>> start

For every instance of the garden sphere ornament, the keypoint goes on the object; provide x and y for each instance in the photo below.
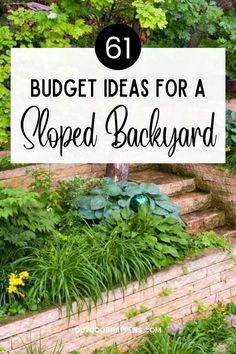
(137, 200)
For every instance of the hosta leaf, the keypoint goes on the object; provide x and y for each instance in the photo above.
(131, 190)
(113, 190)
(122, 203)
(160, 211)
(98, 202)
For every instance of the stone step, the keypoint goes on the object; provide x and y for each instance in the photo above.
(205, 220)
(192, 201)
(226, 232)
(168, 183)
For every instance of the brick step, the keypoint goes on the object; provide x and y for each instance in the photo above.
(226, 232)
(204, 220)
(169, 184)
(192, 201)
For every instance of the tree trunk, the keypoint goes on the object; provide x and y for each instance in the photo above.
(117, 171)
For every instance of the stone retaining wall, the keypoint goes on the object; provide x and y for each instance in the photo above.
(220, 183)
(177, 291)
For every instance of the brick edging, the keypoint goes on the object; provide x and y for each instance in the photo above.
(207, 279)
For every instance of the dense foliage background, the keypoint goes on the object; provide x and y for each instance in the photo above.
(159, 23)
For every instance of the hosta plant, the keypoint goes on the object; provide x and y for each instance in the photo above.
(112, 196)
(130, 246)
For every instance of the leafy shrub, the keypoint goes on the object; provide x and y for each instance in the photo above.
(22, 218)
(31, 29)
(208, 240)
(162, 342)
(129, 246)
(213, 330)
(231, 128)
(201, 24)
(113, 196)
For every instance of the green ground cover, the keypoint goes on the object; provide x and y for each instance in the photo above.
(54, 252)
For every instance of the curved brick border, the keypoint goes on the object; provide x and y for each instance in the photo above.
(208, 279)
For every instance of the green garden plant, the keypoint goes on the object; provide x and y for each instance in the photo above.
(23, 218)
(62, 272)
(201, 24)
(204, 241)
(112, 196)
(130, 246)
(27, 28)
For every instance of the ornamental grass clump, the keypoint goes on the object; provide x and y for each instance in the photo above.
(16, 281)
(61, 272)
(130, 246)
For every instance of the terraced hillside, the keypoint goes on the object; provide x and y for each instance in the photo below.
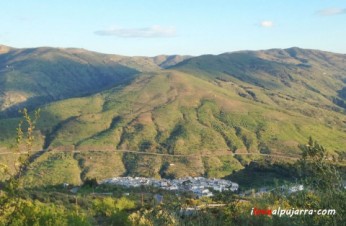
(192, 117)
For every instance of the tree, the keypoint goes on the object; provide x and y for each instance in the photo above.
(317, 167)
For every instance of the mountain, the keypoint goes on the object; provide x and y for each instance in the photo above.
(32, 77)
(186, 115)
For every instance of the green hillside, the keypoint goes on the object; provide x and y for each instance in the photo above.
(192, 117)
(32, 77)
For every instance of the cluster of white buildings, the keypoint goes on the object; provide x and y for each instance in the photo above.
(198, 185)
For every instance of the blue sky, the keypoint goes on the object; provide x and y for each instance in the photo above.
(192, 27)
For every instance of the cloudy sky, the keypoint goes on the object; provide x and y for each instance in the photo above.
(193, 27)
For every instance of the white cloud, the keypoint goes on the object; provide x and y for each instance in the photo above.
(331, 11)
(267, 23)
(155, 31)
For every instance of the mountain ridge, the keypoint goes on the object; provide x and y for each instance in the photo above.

>> end
>> start

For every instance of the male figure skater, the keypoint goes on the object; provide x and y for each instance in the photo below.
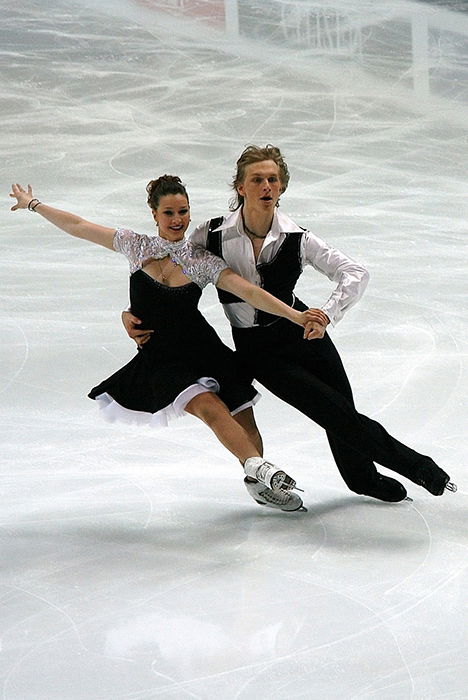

>> end

SHORT PROBLEM: Render the material from the line containing "For every instance of the green hillside, the" up to and including the line containing "For every instance of the mountain ridge, the" as a Markdown table with two columns, Row and Line. Number each line in the Row column and omit blank lines.

SOLUTION TO THIS TASK:
| Row | Line |
|---|---|
| 1 | For every instance of the green hillside, the keypoint goes on the object; provide x and y for each instance in the photo above. |
| 2 | (192, 117) |
| 3 | (32, 77) |
| 4 | For every instance of the cluster of white buildings, the keypoint goes on the object; provide x and y for each instance in the photo above. |
| 5 | (198, 185) |
| 6 | For every instance of the blue sky, the keypoint goes on the object; provide x and y for each instance in the photo above. |
| 7 | (192, 27) |
| 8 | For every instance of the cloudy sky, the keypoint goes on the object; provide x and y for each instance in the photo above. |
| 9 | (193, 27) |
| 10 | For every instance of the white cloud, the keypoint goes on the object; provide x and y for each instance in the photo above. |
| 11 | (331, 11) |
| 12 | (267, 23) |
| 13 | (155, 31) |
| 14 | For every instance of the mountain ridge, the keypoint goes on the object; provide x and y for each instance in the photo above. |